> [Exercise data]:
[Begin]

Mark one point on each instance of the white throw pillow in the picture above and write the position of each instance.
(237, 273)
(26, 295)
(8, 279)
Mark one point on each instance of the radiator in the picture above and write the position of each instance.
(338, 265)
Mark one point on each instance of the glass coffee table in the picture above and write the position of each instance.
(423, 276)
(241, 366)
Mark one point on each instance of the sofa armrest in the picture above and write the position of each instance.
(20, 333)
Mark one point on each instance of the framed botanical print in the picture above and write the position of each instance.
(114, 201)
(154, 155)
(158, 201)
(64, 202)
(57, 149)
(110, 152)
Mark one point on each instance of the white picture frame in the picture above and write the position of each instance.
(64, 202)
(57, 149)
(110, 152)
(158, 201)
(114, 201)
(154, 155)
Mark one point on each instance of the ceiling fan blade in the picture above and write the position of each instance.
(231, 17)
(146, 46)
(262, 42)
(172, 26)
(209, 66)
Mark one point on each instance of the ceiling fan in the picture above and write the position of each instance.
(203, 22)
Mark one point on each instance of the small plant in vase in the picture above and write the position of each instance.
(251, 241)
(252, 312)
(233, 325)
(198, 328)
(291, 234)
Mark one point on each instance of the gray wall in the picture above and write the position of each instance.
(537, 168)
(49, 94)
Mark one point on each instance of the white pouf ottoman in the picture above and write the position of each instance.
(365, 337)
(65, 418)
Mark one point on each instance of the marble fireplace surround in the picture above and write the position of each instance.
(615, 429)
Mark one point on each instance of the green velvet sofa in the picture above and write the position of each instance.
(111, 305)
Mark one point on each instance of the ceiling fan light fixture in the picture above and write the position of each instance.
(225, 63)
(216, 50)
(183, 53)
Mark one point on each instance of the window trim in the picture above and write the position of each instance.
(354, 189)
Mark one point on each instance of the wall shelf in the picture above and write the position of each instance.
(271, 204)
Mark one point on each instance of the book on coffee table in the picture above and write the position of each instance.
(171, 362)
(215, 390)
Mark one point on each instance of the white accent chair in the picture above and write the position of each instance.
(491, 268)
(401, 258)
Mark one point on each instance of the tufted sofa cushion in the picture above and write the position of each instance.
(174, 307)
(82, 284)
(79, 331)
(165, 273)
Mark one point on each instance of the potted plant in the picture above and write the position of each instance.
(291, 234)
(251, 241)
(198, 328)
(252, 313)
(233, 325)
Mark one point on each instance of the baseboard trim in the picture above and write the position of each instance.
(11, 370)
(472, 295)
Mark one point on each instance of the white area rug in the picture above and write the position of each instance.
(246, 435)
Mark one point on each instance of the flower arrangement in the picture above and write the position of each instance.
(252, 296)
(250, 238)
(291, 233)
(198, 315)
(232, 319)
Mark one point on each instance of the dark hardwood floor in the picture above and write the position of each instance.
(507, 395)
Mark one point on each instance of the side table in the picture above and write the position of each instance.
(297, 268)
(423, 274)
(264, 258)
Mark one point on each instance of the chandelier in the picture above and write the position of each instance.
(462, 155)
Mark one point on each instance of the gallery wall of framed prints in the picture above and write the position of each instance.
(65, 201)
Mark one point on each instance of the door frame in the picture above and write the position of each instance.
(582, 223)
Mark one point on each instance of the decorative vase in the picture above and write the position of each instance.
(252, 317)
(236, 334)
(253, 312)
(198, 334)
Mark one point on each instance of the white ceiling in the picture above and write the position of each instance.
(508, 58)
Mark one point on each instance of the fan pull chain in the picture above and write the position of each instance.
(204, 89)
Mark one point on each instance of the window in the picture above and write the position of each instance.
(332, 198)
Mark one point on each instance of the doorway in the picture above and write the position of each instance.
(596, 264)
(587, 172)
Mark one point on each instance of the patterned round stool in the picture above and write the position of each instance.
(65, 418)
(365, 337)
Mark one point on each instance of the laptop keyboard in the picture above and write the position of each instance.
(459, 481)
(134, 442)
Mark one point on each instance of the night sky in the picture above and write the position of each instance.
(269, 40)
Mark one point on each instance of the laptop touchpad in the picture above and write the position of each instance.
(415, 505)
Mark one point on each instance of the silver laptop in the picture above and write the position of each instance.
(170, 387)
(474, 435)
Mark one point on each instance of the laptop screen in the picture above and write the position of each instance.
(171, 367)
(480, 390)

[End]

> [Work to complete]:
Please output every one of the records above as a two-column CSV with the header row record_text,answer. Give one row per record, with its text and its answer each in a single double-quoted field and any line breaks replaced by spaces.

> [Response to this task]:
record_text,answer
"Mark one point on each instance of the white throw pillow in the picture above and write the position of each instance.","(237, 273) (26, 295) (8, 279)"
"Mark one point on each instance of the radiator in the picture above and write the position of each instance.","(338, 265)"
"Mark one point on each instance of the glass coffee table in the picture above and write the position of each instance.","(423, 276) (241, 366)"
"Mark one point on each instance of the sofa armrest in the picture above and write the position of each instance.","(20, 333)"
"Mark one point on each instance of the framed botanical print in the picture above and write the position of each instance.","(114, 201) (154, 155) (158, 201) (64, 202) (57, 149) (110, 152)"
"Mark one point on each instance of the white picture frame in the picture above and write the position of each instance.","(64, 202) (57, 149) (110, 152) (158, 201) (114, 201) (154, 155)"
"Mark one point on each instance of the ceiling fan blade in the picture above and write the position of each instance.","(231, 17) (146, 46) (262, 42) (172, 26) (209, 66)"
"Mark one point on each instance of the ceiling fan in the picture above and write the position of each instance.","(203, 22)"
"Mark one point on each instance of the small plant in vase in the picture above and write the position of each instance.","(251, 241) (252, 312) (233, 325) (198, 328) (291, 234)"
"Mark one point on each instance of the gray wall in the picture above and write the position of each instance.","(537, 168) (49, 94)"
"Mark one point on each instance of the white pouf ottoman in the picture above and write the position of each instance.","(365, 337) (65, 418)"
"Mark one point on each instance of the marble fireplace surround in the picture above and write the position of each instance.","(615, 429)"
"Mark one point on each instance of the green velvet sofa in the picture above and write the position of each instance.","(111, 305)"
"Mark one point on each instance of the ceiling fan light fixture in the picture above and write the position of each instance.","(225, 63) (216, 50) (183, 53)"
"Mark one point on each instance of the window trim in the picture above and write the position of each instance.","(354, 189)"
"Mark one point on each instance of the wall shelf in the picture above and write the position of each instance.","(271, 204)"
"Mark one point on each instance of the book on coffee table in the picture above and write the position of each instance.","(171, 362) (215, 390)"
"Mark one point on each instance of the white accent chair in the picture above and write the position of each instance.","(491, 268) (401, 258)"
"Mark one point on each instance of the tufted sofa cushion in the picture above and write the position of each instance.","(174, 307) (82, 284) (79, 331) (165, 273)"
"Mark one point on each instance of the potted plant in the picture above and write the position of each instance.","(291, 234) (251, 241) (198, 328) (252, 313) (233, 325)"
"Mark one point on each instance of the baseboard trim in the picture above and write the position of each instance.","(11, 370) (472, 295)"
"Mark one point on each instance of the white area rug in the picture above and write the position of each instance.","(246, 435)"
"Mark one point on each instance of the flower arrangement in the picture above and write the position of each instance.","(252, 296) (250, 238) (291, 233) (198, 315) (232, 319)"
"Mark one point on each instance of the dark hardwood floor in the picture above and write the position of each instance.","(507, 395)"
"Mark one point on each instance of the side table in the picture above and write the position of each instance.","(297, 268) (423, 274) (264, 258)"
"Mark one point on each instance of the chandelier in the picture above and write the position of each instance.","(462, 155)"
"Mark one point on each instance of the gallery wall of framed prints in the picture above and write the position of each instance.","(65, 201)"
"Mark one point on each instance of the door frame in the picture above and write the position of each instance.","(582, 223)"
"Mark one point on each instance of the decorative vase in the picture above and write the position of each instance.","(252, 317) (236, 334) (253, 312) (198, 334)"
"Mark one point on each instance of the white ceiling in the picture above and write the position of each instance.","(508, 58)"
"Mark one point on each instance of the fan pull chain in the picture above and write the position of each instance.","(204, 89)"
"Mark one point on each instance of the window in the picture above and write the position of each instance.","(332, 198)"
"Mark one point on each instance of the doorway in the picture above and write the position of each instance.","(596, 264) (587, 172)"
"Mark one point on each instance of the patterned round stool in the picture above and write the position of each instance.","(65, 418) (365, 337)"
"Mark one point on each instance of the laptop keyboard in the picture above and write the position of each instance.","(459, 481) (134, 442)"
"Mark one point on each instance of the night sky in the picture above and write the position of each instance.","(269, 40)"
"Mark one point on each instance of the laptop touchpad in the picture above and write the position of each instance.","(415, 505)"
"Mark one point on each instance of the silver laptop in the picture above and write the position of each instance.","(170, 387) (474, 435)"
"Mark one point on each instance of the laptop screen in the picture above and write the position of each instance.","(171, 367) (480, 390)"